## Exercise objective
Reproduce every row below word for word, changing nothing.

Stored data entries
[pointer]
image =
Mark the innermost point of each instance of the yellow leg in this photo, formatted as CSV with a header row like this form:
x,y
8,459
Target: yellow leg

## Result
[pointer]
image =
Mark the innermost point of each instance of the yellow leg in this photo, formatted as CSV with a header row like this form:
x,y
8,459
Target: yellow leg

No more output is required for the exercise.